PROBLEM: Reproduce exactly the lines from the one containing "One point per instance of the car." through the last line of the data, both ends included.

EXCERPTED DATA:
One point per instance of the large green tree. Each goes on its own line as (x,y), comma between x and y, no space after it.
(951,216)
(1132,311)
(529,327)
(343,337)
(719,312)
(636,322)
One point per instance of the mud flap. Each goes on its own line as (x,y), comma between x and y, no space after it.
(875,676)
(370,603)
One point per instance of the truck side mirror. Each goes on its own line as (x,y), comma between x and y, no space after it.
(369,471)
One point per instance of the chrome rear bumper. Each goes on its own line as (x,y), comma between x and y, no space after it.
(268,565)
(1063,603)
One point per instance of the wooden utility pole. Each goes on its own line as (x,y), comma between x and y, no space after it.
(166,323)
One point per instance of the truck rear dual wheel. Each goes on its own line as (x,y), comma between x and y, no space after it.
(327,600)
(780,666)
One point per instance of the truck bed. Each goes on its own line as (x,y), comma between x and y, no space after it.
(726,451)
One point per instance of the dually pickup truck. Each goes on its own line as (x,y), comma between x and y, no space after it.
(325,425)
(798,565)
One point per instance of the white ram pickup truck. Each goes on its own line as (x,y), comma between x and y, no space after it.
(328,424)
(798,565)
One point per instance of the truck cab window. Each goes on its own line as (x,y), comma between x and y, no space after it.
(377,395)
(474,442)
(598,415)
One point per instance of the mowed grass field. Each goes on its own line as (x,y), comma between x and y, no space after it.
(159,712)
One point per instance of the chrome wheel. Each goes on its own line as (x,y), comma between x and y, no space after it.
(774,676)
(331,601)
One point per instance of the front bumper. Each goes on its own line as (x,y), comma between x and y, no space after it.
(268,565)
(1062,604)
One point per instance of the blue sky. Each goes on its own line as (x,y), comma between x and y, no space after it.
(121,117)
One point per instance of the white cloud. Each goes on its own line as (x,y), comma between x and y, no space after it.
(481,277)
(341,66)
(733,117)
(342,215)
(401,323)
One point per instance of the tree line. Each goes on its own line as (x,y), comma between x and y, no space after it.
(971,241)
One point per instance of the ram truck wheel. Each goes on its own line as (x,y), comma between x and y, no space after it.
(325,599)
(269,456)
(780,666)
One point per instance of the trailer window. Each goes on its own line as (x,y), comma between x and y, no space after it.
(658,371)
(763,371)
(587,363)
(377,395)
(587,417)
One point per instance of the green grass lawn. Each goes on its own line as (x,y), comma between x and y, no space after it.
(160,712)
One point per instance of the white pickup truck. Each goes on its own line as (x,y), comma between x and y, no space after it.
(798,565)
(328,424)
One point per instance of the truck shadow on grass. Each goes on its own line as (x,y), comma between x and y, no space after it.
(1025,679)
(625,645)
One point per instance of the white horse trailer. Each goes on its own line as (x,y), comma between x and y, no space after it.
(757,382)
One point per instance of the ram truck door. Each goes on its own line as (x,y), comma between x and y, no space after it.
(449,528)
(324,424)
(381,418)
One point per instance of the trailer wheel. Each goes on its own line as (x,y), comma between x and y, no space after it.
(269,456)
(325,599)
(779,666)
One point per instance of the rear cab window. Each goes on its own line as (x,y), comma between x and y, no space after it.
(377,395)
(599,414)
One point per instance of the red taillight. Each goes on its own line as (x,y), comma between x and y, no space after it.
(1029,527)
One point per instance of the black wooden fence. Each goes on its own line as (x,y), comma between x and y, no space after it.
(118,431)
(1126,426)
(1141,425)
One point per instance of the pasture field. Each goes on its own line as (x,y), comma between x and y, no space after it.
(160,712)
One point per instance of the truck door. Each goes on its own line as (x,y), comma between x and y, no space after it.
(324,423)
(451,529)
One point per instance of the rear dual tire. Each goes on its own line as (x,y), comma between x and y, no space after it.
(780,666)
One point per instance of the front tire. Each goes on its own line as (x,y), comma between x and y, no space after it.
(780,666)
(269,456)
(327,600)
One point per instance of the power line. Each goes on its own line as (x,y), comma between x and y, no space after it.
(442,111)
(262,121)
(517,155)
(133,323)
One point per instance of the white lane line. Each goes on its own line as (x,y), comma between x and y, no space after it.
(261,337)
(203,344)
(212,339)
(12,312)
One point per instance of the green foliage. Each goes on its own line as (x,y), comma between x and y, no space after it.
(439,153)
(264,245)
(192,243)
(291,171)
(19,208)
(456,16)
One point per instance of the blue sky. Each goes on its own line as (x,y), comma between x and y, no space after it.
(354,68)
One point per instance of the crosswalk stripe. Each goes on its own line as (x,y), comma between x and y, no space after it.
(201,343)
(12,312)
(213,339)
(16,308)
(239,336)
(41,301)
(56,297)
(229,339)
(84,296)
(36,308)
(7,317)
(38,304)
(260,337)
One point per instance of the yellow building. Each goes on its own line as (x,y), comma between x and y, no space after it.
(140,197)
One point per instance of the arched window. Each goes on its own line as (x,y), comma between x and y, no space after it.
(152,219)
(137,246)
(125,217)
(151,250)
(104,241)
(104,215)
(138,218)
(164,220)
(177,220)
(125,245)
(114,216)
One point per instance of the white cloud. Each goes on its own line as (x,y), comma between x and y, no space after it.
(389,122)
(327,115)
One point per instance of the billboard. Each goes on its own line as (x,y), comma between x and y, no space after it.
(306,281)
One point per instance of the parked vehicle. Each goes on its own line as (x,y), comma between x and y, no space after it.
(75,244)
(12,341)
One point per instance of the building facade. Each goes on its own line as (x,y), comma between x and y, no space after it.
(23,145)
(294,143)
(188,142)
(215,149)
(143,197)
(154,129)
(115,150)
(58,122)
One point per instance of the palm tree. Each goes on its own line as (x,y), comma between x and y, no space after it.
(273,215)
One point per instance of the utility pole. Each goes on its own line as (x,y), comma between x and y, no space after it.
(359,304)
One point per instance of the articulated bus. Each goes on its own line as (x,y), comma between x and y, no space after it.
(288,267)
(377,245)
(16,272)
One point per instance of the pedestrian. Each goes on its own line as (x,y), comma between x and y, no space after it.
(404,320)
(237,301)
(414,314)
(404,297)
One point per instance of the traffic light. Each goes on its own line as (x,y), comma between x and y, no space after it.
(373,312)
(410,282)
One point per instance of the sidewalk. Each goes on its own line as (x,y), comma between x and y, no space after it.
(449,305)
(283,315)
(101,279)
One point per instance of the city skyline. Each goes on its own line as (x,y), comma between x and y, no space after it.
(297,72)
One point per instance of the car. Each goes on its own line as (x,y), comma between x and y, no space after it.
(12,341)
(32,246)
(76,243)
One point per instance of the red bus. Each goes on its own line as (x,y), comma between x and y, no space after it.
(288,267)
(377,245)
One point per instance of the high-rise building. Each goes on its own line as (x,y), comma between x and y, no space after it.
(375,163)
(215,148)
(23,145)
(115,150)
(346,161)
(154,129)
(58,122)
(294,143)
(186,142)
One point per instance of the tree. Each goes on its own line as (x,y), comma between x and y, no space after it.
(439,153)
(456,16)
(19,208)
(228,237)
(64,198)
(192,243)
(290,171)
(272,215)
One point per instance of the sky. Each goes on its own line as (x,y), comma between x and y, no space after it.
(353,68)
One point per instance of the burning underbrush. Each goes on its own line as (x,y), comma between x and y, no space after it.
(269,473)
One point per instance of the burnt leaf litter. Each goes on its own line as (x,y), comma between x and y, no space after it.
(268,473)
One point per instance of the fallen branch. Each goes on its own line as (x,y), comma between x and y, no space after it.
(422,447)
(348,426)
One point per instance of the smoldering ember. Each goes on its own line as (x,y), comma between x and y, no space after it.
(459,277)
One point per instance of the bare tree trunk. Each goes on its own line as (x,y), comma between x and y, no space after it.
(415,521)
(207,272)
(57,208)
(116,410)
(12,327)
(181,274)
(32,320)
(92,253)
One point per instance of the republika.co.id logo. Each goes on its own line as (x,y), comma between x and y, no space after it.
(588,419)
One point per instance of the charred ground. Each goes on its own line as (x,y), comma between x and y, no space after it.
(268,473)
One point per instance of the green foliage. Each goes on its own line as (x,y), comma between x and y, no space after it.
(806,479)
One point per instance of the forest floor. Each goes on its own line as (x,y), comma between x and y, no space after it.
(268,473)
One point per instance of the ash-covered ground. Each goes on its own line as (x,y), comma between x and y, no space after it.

TASK RESPONSE:
One point per instance of the car. Each goes on its own line as (x,y), comma between x and y, no space after it.
(12,341)
(32,246)
(76,243)
One point per instance of the red bus. Each goes on its own line as (x,y), comma between x and y, no space after it.
(288,267)
(377,245)
One point per instance of the high-rise building. Each goes on its own line as (x,y), comma between x and y, no space after it.
(375,163)
(215,148)
(23,145)
(115,150)
(346,161)
(154,129)
(58,122)
(294,143)
(186,142)
One point per instance of the tree. Each goes on its own line as (x,y), comma between x and y, no space after it.
(439,153)
(456,16)
(19,208)
(228,237)
(64,198)
(192,243)
(290,171)
(272,215)
One point per instance of the sky. Each goes on its own line as (x,y), comma between x and y, no space after it.
(353,68)
One point per instance of the burning underbrush. Each goes on its own line as (x,y), comma between x and y, no space after it.
(269,473)
One point per instance of the burnt leaf litter. Each goes on its own line as (x,y), comma between x and y, no space after it.
(268,473)
One point per instance of the fallen branch. Each goes on its own line as (x,y), comma between x and y, no space after it.
(422,447)
(348,426)
One point per instance of the smoldering ember. Each goes on its own line as (x,y), comma between x and y, no space after it.
(459,277)
One point per instance of the bare tree trunk. Each goes on its own line as (x,y), comma between x and y, no space after it.
(415,521)
(207,272)
(57,208)
(116,410)
(12,327)
(181,274)
(32,320)
(92,253)
One point per instance of the republika.co.id logo. Each goes on its own line as (x,y), comma between x and y, no space after it.
(588,419)
One point per instance of the charred ground. Each goes on its own line as (x,y), comma between x and y, no space after it.
(268,473)
One point per instance of the green foliage. Each goes on its own line as (x,y), comma between x and y, no space after it.
(806,479)
One point per instance of the forest floor. Each goes on its own line as (x,y), comma between x and y, no space after it.
(268,473)
One point per instance of the ash-covered ground. Each goes on its own line as (x,y), comma between x and y, no space after it.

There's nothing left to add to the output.